Consigne 1:
Résumez en deux phrases la critique du film Les immortels.
Consigne 2:
Transcrivez fidèlement un passage de la critique du film Les immortels, en commençant aux mots « Non ce n’est » et en vous arrêtant après « le droit d’intervenir. ».
Consigne 3:
Prolongez la critique du film Les immortels en reprenant à la suite de sa dernière phrase.

Texte source:
---------------
Mieux qu’un nanar, un nanar en jupe. La preuve avec Les immortels, un péplum antique plus proche de Gods of Egypt que de 300 avec Henry Cavill et Mickey Rourke.
En 2006, Zack Snyder effectuait sa percée auprès du grand public avec 300, un long-métrage reconnu pour sa qualité technique, mais également controversé. Imagerie virilisto-beauf, racisme larvé, style esthétisant… autant de reproches qui ouvrent sur des débats passionnants et passionnés, mais qui ont tendance à ranger un peu trop rapidement 300 dans la catégorie des mauvais films aux yeux de certains. Ces gens-là n’ont jamais vu Les immortels de Tarsem Singh avec Henry Cavill et Mickey Rourke, qui n’est rien d’autre que le même film, mais en complètement raté de bout en bout.
O TEMPORA, O MORES
En 2000, Gladiator ressuscite le péplum et tout le monde est content. Le genre manquait cruellement aux écrans et grâce à Ridley Scott il connaît un nouvel emballement. Troie, Alexandre… Même la télé s’y met avec Rome. Mais il est soudain télescopé par la popularité également grandissante des romans graphiques et leurs adaptations très… graphiques, justement. Sin City lance la mode, mais c’est le succès impressionnant de 300 qui l’ancre dans le paysage. Parti d’une veine réaliste, le péplum amorce un tournant définitivement plus kitscho-fantasy, très critiqué, mais aussi très rentable. Et c’est sur cette vague qu’entend surfer Les immortels.
Sauf que Les immortels n’a ni le savoir-faire de 300, ni l’ambition poétique de La Légende de Beowulf, ni la débauche de La Colère des Titans. D’ailleurs, contrairement à ces trois films, il n’a même pas non plus de matériau de base auquel se référer, si ce n’est la mythologie grecque dans son ensemble. Et cette mythologie va prendre très cher, car Les immortels n’a pour ainsi dire pas la moindre envie de raconter quoi que ce soit. L’histoire n’est d’ailleurs même pas adaptée d’un épisode mythique en particulier, et n’est de toute façon qu’un prétexte pour voir de gros types huilés se taper dessus en jupe. Même les vieux God of War passeraient pour du Eschyle (et encore, l’écriture du troisième opus est à réévaluer).
Non ce n’est pas un vrai Minotaure, ici c’est juste un gros type dans une armure moche
Nous aurons ainsi droit à une histoire complètement sortie du chapeau, mais surtout totalement nulle, de lutte entre le Bien et le Mal. Un programme aussi générique que son titre. Cette lutte est incarnée par Mickey Rourke d’une part, incarnant le roi Hypérion, souhaitant la destruction des Dieux pour une raison obscure, et par Henry Cavill d’autre part, incarnant Thésée, un bon petit fils à sa maman (curieusement très Clark Kent dans l’esprit) éduqué et entraîné depuis l’enfance par un Zeus incognito. Le dieu le prépare en effet pour le conflit prophétisé contre les Titans qu’Hypérion souhaite libérer, un conflit dont il est dit que Thésée sera la clé et dans lequel l’Olympe n’a officiellement pas le droit d’intervenir.
---------------
Lignes de données:
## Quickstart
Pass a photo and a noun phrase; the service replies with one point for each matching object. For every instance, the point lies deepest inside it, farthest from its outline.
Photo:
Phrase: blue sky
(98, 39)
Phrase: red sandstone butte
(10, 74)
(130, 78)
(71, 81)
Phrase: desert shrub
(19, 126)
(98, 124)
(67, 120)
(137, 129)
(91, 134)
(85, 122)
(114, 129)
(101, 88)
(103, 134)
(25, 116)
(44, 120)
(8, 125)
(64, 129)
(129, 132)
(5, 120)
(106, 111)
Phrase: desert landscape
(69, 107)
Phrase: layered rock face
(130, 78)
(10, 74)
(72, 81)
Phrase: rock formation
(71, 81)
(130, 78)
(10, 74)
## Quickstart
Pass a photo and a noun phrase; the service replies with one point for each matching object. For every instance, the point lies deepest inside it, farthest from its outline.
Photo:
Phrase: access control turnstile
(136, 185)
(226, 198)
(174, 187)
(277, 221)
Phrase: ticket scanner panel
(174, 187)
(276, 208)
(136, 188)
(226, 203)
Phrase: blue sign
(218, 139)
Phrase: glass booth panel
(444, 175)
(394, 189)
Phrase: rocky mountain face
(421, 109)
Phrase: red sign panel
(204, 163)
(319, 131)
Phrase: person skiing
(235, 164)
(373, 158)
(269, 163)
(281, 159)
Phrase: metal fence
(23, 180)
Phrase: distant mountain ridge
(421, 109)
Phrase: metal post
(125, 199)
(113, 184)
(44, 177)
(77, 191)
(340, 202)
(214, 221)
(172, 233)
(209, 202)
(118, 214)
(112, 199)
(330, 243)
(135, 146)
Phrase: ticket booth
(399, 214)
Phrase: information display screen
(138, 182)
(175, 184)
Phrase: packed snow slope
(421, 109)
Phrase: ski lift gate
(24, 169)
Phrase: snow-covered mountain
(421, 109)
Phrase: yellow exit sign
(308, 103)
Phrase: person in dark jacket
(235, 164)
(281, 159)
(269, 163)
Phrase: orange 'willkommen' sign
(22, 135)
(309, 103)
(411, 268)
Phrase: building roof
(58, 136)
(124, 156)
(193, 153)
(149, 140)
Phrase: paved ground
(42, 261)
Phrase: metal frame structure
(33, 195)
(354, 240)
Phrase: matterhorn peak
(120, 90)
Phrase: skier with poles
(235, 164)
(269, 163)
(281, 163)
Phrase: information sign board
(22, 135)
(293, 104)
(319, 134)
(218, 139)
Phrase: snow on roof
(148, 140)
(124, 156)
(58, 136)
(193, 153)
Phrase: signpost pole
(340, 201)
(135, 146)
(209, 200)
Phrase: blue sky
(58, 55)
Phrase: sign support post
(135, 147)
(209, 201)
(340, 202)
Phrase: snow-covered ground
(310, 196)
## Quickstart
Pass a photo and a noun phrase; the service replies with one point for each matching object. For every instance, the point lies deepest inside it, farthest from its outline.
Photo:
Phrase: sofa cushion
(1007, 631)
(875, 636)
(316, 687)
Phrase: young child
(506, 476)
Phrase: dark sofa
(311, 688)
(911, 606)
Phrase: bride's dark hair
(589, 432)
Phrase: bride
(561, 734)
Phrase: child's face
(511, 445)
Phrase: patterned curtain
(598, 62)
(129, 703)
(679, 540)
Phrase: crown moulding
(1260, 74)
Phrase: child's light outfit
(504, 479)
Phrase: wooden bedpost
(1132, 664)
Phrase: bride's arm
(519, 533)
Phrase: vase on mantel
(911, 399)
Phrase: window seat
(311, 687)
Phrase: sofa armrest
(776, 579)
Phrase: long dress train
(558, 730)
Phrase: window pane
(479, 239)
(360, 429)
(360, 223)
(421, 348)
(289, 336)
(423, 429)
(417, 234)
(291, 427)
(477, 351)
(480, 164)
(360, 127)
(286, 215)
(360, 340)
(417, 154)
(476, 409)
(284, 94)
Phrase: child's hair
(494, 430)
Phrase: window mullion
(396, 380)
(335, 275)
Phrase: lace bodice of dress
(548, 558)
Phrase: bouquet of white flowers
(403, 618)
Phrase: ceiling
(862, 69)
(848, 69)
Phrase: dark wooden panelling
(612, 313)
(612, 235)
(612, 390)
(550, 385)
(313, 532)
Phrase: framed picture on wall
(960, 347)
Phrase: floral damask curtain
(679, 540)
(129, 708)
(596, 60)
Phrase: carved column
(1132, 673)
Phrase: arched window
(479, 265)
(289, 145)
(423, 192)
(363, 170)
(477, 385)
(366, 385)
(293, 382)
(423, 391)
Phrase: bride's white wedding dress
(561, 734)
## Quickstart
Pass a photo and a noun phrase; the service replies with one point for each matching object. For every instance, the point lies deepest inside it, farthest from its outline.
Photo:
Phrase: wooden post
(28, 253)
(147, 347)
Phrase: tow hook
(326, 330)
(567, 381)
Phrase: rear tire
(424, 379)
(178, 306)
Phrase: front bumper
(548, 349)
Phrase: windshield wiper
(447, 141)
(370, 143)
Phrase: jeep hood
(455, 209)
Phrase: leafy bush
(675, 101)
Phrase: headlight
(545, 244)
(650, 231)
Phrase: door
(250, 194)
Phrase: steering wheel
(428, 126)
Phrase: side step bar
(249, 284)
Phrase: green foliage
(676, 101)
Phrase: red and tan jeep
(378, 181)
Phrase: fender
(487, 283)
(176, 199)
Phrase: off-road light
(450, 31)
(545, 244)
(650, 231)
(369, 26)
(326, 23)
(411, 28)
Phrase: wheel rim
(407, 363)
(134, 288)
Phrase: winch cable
---------------
Réponse attendue 1:
Cette critique présente Les immortels de Tarsem Singh, avec Henry Cavill et Mickey Rourke, comme une version entièrement ratée de 300, venue surfer sur la vague du péplum kitsch et fantasy que le succès de ce film a ancrée dans le paysage. Dépourvu de matériau de base et de la moindre envie de raconter, le film oppose, dans une lutte générique entre le Bien et le Mal, le roi Hypérion, qui souhaite la destruction des Dieux, à Thésée, éduqué et entraîné depuis l'enfance par un Zeus incognito.

Réponse attendue 2:
Non ce n’est pas un vrai Minotaure, ici c’est juste un gros type dans une armure moche
Nous aurons ainsi droit à une histoire complètement sortie du chapeau, mais surtout totalement nulle, de lutte entre le Bien et le Mal. Un programme aussi générique que son titre. Cette lutte est incarnée par Mickey Rourke d’une part, incarnant le roi Hypérion, souhaitant la destruction des Dieux pour une raison obscure, et par Henry Cavill d’autre part, incarnant Thésée, un bon petit fils à sa maman (curieusement très Clark Kent dans l’esprit) éduqué et entraîné depuis l’enfance par un Zeus incognito. Le dieu le prépare en effet pour le conflit prophétisé contre les Titans qu’Hypérion souhaite libérer, un conflit dont il est dit que Thésée sera la clé et dans lequel l’Olympe n’a officiellement pas le droit d’intervenir.

Réponse attendue 3:
Et puis bon, comme le héros s’appelle Thésée, il y a un genre de Minotaure qui traîne. Bref, tout le monde s’en fiche, à commencer par le film lui-même, qui raconte son récit avec une fadeur mêlée de je-m’en-foutisme, contextualisant à peine ses enjeux et ne se donnant même pas la peine de caractériser ses personnages. Il n’est par exemple jamais précisé pourquoi les Dieux n’ont pas le droit d’intervenir dans les affaires des Hommes. Le programme ici est simple : faire de la baston épique et de jolies images qui bougent.
Et à ce titre, sur le papier, le pari partait plutôt gagnant puisque Les immortels est produit par Gianni Nunnari et Mark Canton – qui étaient tous les deux à la tête de 300, quel hasard -, et réalisé par Tarsem Singh, un technicien très doué, connu pour son approche plastique et stylisée de la photographie, comme on vous le racontait déjà à propos de son étonnant The Cell.
Les nouvelles oreilles de Mickey
QUI A MICKEY MON PEPLUM ?
Sauf que le papier, c’est bien, mais ce qui compte ce sont les images à l’arrivée, et le moins qu’on puisse dire, c’est que le compte n’y est pas du tout, au niveau de la photographie justement. Les contrastes sont exagérément prononcés avec des noirs bouchés et surtout les couleurs sont avalées par une dominante jaune ocre étalée à la truelle sur l’image. Les immortels essaye à l’évidence de reproduire le style roman graphique, ou plutôt l’idée cosmétique qu’il se fait du style roman graphique, mais n’obtient qu’un résultat grotesque, grossier, et moche.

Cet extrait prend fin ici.